Assigned task 1 -
Answer these questions from the robotics text below, one per line, marked (a), (b), (c).
(a) What voltage do AAA, AA, C and D batteries produce?
(b) What is the scientific name for a rotational force?
(c) What kind of robots is the writer particularly interested in?
Assigned task 2 -
Using the robotics text below, say whether each statement agrees with it, and quote the words that decide it.
(a) Solar cells supply a lot of power.
(b) Small hobby electric motors are usually made for 1.5 to 3 volt power sources.
(c) The page explains how to link the motor to a set of wheels.
Assigned task 3 - List every battery cell size that the robotics text below names.

Passage for review -

-----

Exactly how you go about learning about robotics and doing stuff with it depends tremendously on what you want to do with your robots. If you just want to make robots on a hobbyist basis, you can start with a few very basic and cheap parts. If you want to be a professional robot technician, you might have to undergo special training since getting parts for an industrial-grade manufacturing robot and setting one up in your own home might be beyond the realm of the possible for many people. This page will focus mainly on small, hobby-based robotics; I am particularly interested in "smart" robots, the kind that are capable of processing data that relates to their surroundings and performing intelligent functions as appropriate. I am a computer guy, and so my interest in robotics lies mainly in making the field of pure information (which is basically what Computer Science is) manifest itself in the physical world, which is done with robotics. Robots which simply perform a purely physical function are not that interesting to me; They have their place in the world, certainly, but they will not be a primary focus of my studies in robotics.
For our first project, let's make the simplest possible robot: A robot which simply moves and keeps moving. For this, you only need a few elements:
Because every robot moves, every robot needs a power source to supply energy. You can use solar cells to supply power to the robot, in which case it will keep on running forever as long as it has light, or you can use a battery. Although the idea of using solar cells sounds pretty cool, it's actually much easier to use a battery because solar cells provide very little power, and to create a robot that runs on solar power you'd either need an unusually large solar cell that supplies a lot of power, or an unusually tiny or power-efficient robot. For this reason, I recommend using a simple battery when you're making your first robots. Virtually any normal household battery cell will do fine; AAA, AA, C, or D cells will all work.
For the robot to roll around, it needs a way to create a rotational force, which is scientifically called torque. The basic way to create torque is with a small electric motor. These things are great to work with: They're very quiet, they can be made very small, and they're surprisingly efficient, creating quite a decent rotational speed and force with remarkably little power. They're also very easy to use: They simply have two electrical contacts, and when you connect each contact to opposite sides of a power source, the motor starts whirring around. You can buy small electric motors for hobbyists at most local electronics stores for cheap (a few dollars), and these are usually made to work with 1.5 to 3 volt power sources, which is perfect for use with household batteries. (AAA, AA, C and D batteries all produce 1.5 volts; The difference between them is in how long they last and how many amps they can supply, not in their voltage.) For more information on DC electric motors, click here.
Once you connect the motor to the power source (via the judicious use of a little electrical wire), it'll start turning. At this point, you could say you've made a robot, which is technically true. But a small motor which just keeps turning doesn't really look like much of a robot. To make a really cool 'bot, you need to add some wheels or tracks to give it a way to move around. All you need at this point to make a robot that moves around is some mechanical linkage to convert the turning of the motor into a rolling of the robot. Because this is a purely mechanical task, it is beyond the scope of this page to establish how to do this; There are many ways to hook the motor to a small set of wheels. You could use gears, pulleys, or other mechanisms. This is a time to experiment and try different things to see which ways work best, and which way you prefer to do things. Have fun!

-----

Study material -
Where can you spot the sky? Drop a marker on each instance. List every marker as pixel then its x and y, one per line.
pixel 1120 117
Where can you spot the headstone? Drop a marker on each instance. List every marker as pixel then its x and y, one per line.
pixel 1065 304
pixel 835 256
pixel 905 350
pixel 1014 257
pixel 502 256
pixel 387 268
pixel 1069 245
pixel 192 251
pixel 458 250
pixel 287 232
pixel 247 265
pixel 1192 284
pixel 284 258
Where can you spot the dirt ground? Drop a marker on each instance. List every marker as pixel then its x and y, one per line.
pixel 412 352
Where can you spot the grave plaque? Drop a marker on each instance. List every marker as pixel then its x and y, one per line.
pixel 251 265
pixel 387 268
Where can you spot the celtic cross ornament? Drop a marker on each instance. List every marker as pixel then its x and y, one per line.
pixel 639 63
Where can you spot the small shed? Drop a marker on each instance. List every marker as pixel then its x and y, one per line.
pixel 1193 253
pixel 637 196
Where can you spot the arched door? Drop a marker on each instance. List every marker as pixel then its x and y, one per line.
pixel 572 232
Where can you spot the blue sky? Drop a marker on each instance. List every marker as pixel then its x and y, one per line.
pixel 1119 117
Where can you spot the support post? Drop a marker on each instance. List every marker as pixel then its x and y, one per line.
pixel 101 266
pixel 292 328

-----

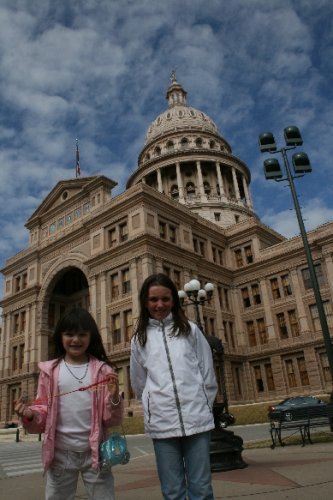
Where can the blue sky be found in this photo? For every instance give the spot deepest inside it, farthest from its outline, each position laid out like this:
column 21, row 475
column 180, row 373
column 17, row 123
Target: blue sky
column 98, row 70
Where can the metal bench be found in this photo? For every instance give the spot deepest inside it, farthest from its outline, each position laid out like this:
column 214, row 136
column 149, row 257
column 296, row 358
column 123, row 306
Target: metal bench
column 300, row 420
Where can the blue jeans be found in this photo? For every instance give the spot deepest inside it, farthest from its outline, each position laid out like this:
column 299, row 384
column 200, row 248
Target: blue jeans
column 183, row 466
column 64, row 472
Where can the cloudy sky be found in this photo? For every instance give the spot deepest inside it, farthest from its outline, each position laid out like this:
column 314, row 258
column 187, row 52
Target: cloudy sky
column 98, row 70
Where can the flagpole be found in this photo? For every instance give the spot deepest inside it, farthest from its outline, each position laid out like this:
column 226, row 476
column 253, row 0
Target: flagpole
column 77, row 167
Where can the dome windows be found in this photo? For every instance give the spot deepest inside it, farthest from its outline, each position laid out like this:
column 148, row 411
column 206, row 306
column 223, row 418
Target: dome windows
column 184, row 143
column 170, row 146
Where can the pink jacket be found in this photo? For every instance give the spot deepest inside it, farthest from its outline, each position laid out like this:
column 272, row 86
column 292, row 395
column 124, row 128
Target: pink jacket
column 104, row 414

-----

Exercise solution 1 -
(a) 1.5 volts.
(b) Torque.
(c) "Smart" robots, the kind that can process data about their surroundings and perform intelligent functions as appropriate.

Exercise solution 2 -
(a) No: "solar cells provide very little power"
(b) Yes: "these are usually made to work with 1.5 to 3 volt power sources"
(c) No: "it is beyond the scope of this page to establish how to do this"

Exercise solution 3 - AAA, AA, C, D